-- BEGIN Material --
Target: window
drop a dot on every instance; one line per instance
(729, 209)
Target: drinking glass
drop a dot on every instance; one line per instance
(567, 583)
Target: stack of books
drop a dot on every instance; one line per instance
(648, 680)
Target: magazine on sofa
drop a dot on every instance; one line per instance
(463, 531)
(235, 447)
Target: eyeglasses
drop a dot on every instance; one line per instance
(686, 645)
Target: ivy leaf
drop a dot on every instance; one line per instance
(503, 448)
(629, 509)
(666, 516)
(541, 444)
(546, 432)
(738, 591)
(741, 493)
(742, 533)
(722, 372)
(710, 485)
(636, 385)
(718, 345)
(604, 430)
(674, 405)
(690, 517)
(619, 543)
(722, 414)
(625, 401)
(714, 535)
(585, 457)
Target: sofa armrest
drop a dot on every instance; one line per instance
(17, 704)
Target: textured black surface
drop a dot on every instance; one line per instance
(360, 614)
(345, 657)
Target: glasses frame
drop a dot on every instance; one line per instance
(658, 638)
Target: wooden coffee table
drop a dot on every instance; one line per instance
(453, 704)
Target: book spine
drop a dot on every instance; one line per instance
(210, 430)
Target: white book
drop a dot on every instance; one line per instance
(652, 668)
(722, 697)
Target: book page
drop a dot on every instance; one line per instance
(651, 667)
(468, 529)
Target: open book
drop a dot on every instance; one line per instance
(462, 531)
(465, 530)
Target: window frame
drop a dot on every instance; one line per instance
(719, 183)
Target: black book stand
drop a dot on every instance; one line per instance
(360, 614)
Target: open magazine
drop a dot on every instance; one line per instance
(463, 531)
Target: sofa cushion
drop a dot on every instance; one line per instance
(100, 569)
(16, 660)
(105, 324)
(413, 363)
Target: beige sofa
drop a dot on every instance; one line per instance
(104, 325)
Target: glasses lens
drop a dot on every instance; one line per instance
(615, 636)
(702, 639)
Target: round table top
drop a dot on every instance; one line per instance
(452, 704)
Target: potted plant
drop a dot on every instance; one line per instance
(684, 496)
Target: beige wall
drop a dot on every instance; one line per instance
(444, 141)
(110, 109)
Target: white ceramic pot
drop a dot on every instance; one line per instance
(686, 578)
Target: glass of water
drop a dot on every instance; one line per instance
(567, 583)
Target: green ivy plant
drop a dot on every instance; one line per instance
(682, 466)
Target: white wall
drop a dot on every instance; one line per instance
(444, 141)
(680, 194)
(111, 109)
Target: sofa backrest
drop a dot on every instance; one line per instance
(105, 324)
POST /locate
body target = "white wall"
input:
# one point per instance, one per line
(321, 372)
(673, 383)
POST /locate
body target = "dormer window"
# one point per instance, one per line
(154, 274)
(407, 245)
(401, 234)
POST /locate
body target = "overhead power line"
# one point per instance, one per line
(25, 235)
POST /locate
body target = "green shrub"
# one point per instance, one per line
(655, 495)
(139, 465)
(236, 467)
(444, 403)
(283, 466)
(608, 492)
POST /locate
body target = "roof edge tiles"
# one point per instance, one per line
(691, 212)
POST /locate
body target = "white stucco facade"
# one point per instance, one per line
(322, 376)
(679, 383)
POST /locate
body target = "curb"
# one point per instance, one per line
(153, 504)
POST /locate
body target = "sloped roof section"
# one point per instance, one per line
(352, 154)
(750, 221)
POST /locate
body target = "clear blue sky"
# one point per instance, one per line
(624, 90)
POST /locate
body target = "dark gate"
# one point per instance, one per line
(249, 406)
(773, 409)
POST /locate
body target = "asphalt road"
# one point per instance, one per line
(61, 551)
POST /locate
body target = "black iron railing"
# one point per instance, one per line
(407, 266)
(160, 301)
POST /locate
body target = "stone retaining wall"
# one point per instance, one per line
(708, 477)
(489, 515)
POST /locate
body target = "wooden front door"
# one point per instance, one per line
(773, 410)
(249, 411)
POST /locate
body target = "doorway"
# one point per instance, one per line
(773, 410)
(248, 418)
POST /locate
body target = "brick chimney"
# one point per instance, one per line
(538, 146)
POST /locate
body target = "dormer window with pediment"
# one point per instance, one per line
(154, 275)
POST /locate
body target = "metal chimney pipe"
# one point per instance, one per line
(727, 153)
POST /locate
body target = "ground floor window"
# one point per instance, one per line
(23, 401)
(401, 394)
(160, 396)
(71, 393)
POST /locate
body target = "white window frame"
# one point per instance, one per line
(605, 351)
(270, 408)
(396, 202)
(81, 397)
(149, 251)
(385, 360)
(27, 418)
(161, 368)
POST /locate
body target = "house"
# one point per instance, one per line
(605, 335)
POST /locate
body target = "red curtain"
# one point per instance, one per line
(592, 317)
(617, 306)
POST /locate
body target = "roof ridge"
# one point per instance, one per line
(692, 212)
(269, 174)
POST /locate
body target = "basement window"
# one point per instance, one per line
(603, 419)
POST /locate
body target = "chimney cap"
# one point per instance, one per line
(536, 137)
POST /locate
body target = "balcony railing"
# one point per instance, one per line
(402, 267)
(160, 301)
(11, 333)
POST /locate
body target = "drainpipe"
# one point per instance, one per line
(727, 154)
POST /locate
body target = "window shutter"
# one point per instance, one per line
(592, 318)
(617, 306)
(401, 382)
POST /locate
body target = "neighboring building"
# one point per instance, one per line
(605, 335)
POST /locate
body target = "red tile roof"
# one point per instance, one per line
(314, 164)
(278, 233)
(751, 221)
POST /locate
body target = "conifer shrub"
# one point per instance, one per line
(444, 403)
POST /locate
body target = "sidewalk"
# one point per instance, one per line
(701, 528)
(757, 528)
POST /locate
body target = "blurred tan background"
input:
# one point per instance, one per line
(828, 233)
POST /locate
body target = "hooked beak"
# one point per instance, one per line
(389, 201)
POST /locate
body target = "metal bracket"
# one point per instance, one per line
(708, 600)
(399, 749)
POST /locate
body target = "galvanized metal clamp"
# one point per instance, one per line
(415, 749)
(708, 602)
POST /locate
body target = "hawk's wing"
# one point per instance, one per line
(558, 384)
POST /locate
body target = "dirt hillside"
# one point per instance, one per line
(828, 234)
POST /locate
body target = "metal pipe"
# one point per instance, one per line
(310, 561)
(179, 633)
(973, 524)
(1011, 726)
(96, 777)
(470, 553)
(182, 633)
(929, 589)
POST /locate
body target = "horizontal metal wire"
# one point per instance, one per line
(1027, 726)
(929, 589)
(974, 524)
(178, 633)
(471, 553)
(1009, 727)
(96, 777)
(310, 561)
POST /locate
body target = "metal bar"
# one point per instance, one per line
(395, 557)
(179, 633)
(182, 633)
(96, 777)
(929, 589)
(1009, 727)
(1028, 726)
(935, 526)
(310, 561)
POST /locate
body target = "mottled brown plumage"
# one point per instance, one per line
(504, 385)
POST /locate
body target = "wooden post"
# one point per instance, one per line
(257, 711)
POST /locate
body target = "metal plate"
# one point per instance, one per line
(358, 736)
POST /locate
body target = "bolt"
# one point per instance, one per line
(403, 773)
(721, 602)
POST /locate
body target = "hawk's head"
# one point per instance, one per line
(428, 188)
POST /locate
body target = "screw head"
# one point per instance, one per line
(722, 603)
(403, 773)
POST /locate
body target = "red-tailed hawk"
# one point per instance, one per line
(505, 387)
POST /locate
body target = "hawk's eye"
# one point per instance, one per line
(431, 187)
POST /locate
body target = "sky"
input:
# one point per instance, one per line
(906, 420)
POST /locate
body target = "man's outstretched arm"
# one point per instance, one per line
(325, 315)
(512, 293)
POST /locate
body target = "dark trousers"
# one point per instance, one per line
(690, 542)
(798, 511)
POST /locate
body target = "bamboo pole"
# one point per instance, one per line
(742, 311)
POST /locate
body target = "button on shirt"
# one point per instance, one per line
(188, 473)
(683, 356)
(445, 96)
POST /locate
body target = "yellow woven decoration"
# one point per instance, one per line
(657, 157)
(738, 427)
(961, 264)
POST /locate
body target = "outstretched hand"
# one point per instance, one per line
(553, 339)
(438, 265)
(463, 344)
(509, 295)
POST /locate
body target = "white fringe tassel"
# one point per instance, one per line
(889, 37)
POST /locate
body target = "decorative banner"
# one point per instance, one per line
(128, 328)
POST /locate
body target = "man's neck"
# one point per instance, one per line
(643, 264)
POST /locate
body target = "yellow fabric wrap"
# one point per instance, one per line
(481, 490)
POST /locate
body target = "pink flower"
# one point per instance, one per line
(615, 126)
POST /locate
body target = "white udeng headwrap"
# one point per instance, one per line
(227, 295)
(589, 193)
-- END Material --
Exercise task:
Count the lines in the records above that contain the string "yellow", treating case as significant. Reply with the number alone.

The output:
2